TALİHSİZ ŞEHİR…

1990’da il olduk ama talihsizliğimizi yenemedik. Batman, potansiyeli olmasına rağmen kent olamadı.

Nereye bakarsak aynı şeyleri görüyoruz.

Sorunlar, eksiklikler, aksaklıklar, düzensizlik…

Batman'ı talihsizlik girdabından alıp rayına oturtamadık. Güzel ve düzenli bir şehir olamadık. ‘Batman’da yaşanır’ sözünü inanarak söyleyemedik, söyletemedik.

Sonsöz gazetesi olarak yayın hayatına başladığımız ilk günden bu yana sorunları, yaşanan olumsuzlukları defalarca aktardık. Hakeza meslektaşlarımız da haber ve makale içerikli çok yazılar yazdı ama çözüm yolunda bir mesafe alamadık.

Şehre ilk girişte Batman'ın çirkin görüntüleri karşımıza çıkıyor. Karayolunun orta refüjleri bakımsız.

» Sağlanan Bilgiler:
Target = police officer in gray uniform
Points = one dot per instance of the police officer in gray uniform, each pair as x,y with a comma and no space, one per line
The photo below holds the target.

» Talep A:
Batman şehri hakkındaki metinde yer alan “Batman, potansiyeli olmasına rağmen kent olamadı.” cümlesini İngilizceye çeviriniz.
» Talep B:
Batman şehri hakkındaki metni, son cümlesinden sonrasını yazarak sürdürünüz.
Yukarıdaki materyalin Batman şehri hakkındaki metinle herhangi bir ilgisi bulunmamaktadır.

» Yazılı Yanıt A:
Despite its potential, Batman could not become a city.

» Yazılı Yanıt B:
Dikilen ağaçlar kurumaya yüz tutmuş…

Toz duman karşılıyor, gelenleri…

Şehrin içinde kirli cadde ve sokaklar…

Devasa çukurlar…

Dilenciler, hayattan bezmiş gençler…

Düzen yok, ahenk yok, kent ritmi ve havası yok…

Sorunları çözmede beceriksiziz tamam ama kentin girişine makyaj yapmak gibi bir düşünce bile yok…

İşte bu kadar boş verilmiş bir şehirdir, Batman…

***

Günlerdir eski devlet hastanesi kavşağında ağır aksak yürütülen çalışmaları dile getiriyoruz. Maalesef ne valilikten, ne karayollarından ne de kavşağı yapan yüklenici firmadan cevap gelmedi.

Olsun gelmesin… Biz yazmaya devam edeceğiz. Siz de okumaktan vazgeçmeyin. Yetkililer, mutlaka bir gün cevap vereceklerdir. Çünkü vicdanları onları rahatsız edecektir.

***

Yerel seçimlerin ardından bu kentte yaşayanlar olarak hizmet beklediğimizi defalarca yazdık. Önceliğin de temizlik ve kaldırım işgalleri olduğunun altını çizdik.

Ama yetkililer temizlik seferberliği yerine birkaç afişle işi geçiştirdiler. Bizi çöplerle baş başa bıraktılar.

Demek ki müstahakız ki çöplerle iç içe yaşamaya mecbur kalıyoruz. Tek suçlu belediye mi? Tamam belediye yeterince temizlik yapmıyor.

Peki, biz yaşadığımız kenti niye bu kadar kirletiyoruz?

Bu kirlilik bize dönmüyor mu?

Sağlığımızı tehdit etmiyor mu?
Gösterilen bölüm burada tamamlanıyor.